** Start Supplied records **
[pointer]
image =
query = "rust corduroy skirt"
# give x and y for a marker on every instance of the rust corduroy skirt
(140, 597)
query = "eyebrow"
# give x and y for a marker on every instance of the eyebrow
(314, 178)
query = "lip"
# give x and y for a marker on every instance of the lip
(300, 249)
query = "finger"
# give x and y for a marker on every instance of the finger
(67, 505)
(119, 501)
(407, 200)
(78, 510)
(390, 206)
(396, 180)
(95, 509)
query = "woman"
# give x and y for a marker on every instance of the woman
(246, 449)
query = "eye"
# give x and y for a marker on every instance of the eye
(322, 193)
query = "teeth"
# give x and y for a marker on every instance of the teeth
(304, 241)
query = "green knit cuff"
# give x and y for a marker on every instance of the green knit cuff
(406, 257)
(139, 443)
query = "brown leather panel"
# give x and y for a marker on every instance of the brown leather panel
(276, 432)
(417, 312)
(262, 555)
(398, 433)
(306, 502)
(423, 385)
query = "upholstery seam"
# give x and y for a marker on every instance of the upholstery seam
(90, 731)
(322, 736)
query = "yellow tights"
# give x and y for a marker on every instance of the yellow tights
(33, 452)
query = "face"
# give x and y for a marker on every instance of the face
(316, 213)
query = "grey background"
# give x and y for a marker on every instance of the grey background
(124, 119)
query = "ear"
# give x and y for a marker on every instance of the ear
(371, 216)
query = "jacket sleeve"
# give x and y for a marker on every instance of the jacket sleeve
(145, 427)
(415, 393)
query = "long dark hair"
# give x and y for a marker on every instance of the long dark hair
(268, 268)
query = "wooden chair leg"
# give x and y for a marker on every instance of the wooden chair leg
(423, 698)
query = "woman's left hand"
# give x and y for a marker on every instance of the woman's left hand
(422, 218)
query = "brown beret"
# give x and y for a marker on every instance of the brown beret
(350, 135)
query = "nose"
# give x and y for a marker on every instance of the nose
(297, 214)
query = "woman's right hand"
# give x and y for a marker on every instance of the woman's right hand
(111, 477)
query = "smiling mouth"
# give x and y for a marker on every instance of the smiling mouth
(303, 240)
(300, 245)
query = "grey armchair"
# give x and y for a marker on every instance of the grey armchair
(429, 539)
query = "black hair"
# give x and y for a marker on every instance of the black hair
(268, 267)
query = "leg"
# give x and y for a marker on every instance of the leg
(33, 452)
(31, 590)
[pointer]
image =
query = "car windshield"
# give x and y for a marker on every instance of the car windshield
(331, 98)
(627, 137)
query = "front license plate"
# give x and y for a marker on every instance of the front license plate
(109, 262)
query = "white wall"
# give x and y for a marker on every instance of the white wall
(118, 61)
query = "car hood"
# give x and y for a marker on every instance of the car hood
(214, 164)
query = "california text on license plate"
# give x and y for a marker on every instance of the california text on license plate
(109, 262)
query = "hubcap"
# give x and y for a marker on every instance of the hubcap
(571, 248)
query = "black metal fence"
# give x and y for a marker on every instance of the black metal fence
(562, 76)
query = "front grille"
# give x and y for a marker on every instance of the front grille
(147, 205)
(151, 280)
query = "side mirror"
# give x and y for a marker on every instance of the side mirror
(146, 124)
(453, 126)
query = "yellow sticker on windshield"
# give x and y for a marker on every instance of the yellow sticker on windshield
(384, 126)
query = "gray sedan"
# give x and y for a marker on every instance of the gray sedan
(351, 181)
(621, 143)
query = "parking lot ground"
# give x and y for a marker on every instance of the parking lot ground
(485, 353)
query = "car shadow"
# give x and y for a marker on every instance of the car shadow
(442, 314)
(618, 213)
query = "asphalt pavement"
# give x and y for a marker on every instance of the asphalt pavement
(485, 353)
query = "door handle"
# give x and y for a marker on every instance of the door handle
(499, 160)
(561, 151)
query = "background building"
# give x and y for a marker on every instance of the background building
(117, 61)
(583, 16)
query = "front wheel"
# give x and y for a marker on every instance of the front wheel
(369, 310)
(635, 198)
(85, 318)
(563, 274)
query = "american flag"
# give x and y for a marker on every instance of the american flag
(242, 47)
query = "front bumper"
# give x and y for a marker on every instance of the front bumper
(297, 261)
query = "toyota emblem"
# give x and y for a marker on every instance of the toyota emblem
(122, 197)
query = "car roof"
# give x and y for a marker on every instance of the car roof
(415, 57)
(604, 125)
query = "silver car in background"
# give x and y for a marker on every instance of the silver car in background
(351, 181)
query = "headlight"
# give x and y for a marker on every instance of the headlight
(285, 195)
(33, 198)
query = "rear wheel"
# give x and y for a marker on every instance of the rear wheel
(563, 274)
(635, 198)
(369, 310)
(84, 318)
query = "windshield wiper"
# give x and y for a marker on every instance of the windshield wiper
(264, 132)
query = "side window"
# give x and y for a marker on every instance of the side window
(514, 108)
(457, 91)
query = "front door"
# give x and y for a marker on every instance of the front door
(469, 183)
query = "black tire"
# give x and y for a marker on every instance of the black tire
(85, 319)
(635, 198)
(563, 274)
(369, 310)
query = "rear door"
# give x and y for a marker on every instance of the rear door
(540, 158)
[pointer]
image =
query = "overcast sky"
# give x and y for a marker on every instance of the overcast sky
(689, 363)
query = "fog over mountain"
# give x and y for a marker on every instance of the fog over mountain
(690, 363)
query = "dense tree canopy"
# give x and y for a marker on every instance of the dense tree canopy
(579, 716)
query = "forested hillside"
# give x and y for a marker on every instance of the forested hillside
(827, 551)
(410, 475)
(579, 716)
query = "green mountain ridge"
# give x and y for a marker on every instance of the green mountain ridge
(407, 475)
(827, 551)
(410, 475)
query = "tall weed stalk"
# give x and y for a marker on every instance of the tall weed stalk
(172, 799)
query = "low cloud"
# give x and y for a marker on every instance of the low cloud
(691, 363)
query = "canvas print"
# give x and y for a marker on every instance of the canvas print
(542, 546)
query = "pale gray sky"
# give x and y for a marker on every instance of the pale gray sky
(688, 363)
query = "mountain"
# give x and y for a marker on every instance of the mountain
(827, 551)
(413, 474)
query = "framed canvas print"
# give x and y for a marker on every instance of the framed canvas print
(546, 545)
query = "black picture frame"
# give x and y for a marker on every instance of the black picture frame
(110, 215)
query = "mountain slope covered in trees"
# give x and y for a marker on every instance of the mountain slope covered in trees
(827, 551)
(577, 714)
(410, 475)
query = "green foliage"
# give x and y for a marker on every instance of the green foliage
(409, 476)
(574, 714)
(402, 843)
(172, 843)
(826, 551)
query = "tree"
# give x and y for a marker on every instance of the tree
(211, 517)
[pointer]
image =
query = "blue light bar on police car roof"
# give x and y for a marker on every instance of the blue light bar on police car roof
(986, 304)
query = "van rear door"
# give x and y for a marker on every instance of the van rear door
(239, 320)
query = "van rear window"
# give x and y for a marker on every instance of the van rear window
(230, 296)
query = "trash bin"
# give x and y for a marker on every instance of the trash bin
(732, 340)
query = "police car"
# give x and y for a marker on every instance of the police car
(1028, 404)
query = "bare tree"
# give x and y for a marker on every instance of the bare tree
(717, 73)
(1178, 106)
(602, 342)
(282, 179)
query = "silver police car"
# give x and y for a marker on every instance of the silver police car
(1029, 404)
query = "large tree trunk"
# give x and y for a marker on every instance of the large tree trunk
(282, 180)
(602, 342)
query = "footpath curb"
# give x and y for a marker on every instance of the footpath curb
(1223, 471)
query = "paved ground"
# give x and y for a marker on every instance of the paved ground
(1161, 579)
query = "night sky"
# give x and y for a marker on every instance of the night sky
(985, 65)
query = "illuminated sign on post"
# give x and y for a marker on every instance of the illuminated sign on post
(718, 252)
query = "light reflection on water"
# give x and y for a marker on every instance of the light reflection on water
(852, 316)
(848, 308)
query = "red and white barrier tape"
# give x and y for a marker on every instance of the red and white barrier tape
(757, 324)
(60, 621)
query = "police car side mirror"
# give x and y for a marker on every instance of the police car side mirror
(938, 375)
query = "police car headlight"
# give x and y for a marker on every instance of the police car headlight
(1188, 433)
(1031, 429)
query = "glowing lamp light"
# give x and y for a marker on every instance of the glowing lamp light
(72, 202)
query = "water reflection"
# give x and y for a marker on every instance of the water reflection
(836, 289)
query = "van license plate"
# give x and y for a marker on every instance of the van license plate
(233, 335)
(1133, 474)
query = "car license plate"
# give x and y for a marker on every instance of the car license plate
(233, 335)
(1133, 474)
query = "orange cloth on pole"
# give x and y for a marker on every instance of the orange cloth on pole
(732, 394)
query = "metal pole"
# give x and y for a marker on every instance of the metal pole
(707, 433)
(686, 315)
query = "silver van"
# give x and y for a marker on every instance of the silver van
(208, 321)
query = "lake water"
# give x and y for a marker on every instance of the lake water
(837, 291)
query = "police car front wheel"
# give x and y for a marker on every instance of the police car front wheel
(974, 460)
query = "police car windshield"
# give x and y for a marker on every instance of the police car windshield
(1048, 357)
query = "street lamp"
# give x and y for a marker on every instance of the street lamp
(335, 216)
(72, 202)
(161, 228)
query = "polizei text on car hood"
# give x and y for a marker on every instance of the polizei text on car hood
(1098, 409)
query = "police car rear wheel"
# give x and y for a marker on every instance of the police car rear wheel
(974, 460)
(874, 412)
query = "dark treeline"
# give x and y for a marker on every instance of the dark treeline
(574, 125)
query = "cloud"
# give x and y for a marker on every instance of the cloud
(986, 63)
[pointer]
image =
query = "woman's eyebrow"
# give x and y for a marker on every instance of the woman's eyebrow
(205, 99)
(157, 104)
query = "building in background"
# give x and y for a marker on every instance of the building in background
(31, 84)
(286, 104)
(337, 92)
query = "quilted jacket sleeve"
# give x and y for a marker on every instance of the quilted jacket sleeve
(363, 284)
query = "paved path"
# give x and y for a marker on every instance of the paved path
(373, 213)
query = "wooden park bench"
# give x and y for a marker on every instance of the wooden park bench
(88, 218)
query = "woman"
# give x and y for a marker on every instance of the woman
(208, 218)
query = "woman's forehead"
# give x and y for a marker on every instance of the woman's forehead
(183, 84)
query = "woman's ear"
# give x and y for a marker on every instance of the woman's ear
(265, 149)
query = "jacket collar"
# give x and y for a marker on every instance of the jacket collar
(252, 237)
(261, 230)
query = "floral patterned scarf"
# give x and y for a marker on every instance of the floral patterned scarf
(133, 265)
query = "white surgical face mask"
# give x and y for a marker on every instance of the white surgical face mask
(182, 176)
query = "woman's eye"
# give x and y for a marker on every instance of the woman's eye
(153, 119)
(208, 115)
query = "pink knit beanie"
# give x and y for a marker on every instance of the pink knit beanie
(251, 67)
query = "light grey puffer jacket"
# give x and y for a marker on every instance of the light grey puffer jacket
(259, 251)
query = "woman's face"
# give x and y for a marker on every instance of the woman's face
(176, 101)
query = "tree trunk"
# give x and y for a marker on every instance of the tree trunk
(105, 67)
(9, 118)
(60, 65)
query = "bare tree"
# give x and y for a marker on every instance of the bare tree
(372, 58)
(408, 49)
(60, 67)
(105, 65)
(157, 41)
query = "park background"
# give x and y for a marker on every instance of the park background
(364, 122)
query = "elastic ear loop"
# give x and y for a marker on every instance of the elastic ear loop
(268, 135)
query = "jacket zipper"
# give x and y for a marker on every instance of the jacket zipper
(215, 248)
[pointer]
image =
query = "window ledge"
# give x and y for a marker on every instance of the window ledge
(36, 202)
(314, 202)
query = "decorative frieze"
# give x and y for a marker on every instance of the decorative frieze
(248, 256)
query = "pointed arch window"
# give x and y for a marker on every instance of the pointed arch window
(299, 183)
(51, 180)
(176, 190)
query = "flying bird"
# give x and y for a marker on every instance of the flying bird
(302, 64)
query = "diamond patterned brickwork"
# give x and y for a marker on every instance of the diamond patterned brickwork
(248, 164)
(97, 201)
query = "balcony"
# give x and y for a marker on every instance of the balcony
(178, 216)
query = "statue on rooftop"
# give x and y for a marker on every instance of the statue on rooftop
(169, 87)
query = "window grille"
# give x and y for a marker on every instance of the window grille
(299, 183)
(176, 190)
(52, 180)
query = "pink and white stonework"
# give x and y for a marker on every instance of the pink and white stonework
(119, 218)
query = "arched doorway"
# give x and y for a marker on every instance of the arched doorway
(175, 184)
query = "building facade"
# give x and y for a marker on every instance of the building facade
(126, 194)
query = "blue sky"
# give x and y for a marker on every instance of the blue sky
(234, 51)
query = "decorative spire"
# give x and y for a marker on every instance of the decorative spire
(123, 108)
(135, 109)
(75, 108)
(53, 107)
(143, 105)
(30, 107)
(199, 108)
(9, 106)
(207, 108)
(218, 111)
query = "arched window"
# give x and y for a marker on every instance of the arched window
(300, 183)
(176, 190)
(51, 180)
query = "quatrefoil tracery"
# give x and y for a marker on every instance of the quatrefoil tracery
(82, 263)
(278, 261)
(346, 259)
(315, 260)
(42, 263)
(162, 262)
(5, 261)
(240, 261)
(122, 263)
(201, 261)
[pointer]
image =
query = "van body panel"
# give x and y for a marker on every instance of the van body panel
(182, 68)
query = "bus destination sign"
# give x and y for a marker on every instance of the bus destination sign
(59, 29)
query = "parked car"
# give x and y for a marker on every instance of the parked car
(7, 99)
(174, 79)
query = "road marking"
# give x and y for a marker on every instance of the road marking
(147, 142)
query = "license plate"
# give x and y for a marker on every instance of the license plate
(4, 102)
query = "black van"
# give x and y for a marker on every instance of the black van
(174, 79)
** End Supplied records **
> **What the exercise asks**:
How many lines in the material contain the word "panel"? Reply with the number alone.

> **The completed task**:
4